**Brief 1:**
Reproduce the portion of the NYC Recovery Index report that begins with the words "COVID-19 Hospitalizations Drop" and ends with "connected to omicron.".
**Brief 2:**
Answer these questions using the NYC Recovery Index report:
(a) To what score did the index fall over the week ended Jan. 22?
(b) Through which pharmacy partner is the city offering free delivery of COVID-19 antiviral pills?
(c) How many unemployment claims were there in New York City for the week ended Jan. 22?

Editor's note: Below you'll find the week 74 release of the NYC Recovery Index, originally published Feb. 1, 2022. Visit the NYC Recovery index homepage for the latest data.
New York City’s economic recovery index experienced some setbacks over the week ended Jan. 22, as the index fell from a score of 79 to 75. Unemployment claims across the city increased, while home sales declined, but both measures remained the best-performing in the index, at or above recovery levels. There were also some bright spots in this week’s changes, as subway ridership and restaurant reservations actually gained, while COVID-19 hospitalizations declined dramatically.
On Sunday, New York City Mayor Eric Adams announced that the city would begin offering free delivery of COVID-19 antiviral pills through the New York City Health Department’s pharmacy partner, Alto Pharmacy. “I urge all eligible New Yorkers to take advantage of this service, and for every New Yorker to stay up to date with their vaccines and boosters,” he said.
New York City’s recovery stands at a score of 75 out of 100, according to the New York City Recovery Index, a joint project between Investopedia and NY1. Nearly two years into the pandemic, NYC’s economic recovery is three-quarters of the way back to early March 2020 levels.
COVID-19 Hospitalizations Drop
COVID-19 hospitalization rates continued to decline as of Jan. 22, falling to a seven-day average of 425 hospitalizations per 100,000 people, a decline of 280 hospitalizations from the week before. Though that rate remains elevated, it was one of the largest weekly declines recorded in the index.
The majority of COVID-19 cases in the region remain attributable to the omicron variant, with the CDC projecting that roughly 99.9% of new cases in the New York region (along with New Jersey, Puerto Rico, and the U.S. Virgin Islands) are connected to omicron.
A total of 2,236,880 cases and 38,469 deaths were recorded in New York City as of Feb. 1, while 75% of New York State’s population has been fully vaccinated against COVID-19, according to NYC Health data.
Unemployment Claims Held Back
Though unemployment claims fell as of Jan. 22, it was a smaller decrease than over the same period in 2019, lowering the index score. However, it continues to be one of the strongest measures in the index, and has fully recovered from the impacts of the COVID-19 pandemic. There were a total of 6,790 claims in New York City for the week ended Jan. 22, compared to a three-week rolling average of 6,713 over the same week in 2019.

**Supplied information:**
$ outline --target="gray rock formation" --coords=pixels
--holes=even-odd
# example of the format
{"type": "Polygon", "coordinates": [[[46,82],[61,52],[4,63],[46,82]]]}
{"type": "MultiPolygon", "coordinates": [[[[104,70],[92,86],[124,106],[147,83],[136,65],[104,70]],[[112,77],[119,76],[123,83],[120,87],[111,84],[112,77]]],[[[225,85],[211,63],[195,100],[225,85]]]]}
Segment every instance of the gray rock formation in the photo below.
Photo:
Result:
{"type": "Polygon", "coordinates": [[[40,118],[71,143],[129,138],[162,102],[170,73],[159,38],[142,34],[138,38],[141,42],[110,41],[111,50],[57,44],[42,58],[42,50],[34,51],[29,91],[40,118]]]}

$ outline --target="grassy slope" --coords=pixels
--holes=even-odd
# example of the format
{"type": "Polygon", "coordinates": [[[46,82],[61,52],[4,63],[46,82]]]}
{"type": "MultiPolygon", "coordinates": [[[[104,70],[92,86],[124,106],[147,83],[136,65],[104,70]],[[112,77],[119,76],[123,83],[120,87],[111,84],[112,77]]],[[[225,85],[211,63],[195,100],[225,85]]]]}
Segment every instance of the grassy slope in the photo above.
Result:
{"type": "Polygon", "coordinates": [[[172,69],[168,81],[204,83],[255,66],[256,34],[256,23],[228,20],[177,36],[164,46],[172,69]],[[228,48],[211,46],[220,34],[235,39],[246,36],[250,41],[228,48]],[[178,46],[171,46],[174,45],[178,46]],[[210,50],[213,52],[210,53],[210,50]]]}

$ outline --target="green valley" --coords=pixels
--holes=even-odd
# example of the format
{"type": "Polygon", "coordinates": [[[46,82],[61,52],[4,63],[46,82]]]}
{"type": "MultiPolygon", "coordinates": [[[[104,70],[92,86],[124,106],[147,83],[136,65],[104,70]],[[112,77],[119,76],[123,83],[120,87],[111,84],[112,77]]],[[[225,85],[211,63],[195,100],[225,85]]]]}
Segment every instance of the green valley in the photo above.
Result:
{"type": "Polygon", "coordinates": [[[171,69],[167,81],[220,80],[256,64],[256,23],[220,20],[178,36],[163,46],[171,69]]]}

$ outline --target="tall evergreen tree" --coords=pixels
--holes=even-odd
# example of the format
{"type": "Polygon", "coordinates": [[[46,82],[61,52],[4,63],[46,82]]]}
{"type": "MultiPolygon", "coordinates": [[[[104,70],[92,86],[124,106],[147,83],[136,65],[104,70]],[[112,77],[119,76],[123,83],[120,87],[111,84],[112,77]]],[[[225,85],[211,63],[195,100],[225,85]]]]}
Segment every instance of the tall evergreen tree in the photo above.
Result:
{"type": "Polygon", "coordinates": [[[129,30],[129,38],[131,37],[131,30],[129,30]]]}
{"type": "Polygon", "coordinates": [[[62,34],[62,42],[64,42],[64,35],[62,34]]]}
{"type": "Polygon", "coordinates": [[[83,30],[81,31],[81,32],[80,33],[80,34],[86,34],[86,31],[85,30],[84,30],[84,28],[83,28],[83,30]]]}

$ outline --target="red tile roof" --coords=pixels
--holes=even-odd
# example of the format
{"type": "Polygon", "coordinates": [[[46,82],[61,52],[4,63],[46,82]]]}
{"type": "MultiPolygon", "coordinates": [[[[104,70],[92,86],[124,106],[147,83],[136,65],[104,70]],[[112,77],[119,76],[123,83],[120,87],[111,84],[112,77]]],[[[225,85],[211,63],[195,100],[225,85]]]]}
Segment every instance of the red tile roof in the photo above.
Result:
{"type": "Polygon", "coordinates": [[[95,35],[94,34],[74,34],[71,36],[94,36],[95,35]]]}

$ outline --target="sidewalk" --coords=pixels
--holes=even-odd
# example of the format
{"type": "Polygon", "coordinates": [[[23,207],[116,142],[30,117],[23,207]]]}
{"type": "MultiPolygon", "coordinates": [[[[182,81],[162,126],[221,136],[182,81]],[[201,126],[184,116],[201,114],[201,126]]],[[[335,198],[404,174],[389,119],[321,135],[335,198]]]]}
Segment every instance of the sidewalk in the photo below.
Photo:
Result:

**Answer box 1:**
COVID-19 Hospitalizations Drop
COVID-19 hospitalization rates continued to decline as of Jan. 22, falling to a seven-day average of 425 hospitalizations per 100,000 people, a decline of 280 hospitalizations from the week before. Though that rate remains elevated, it was one of the largest weekly declines recorded in the index.
The majority of COVID-19 cases in the region remain attributable to the omicron variant, with the CDC projecting that roughly 99.9% of new cases in the New York region (along with New Jersey, Puerto Rico, and the U.S. Virgin Islands) are connected to omicron.

**Answer box 2:**
(a) The index fell to a score of 75, down from 79.
(b) The pills are delivered through Alto Pharmacy.
(c) There were 6,790 claims.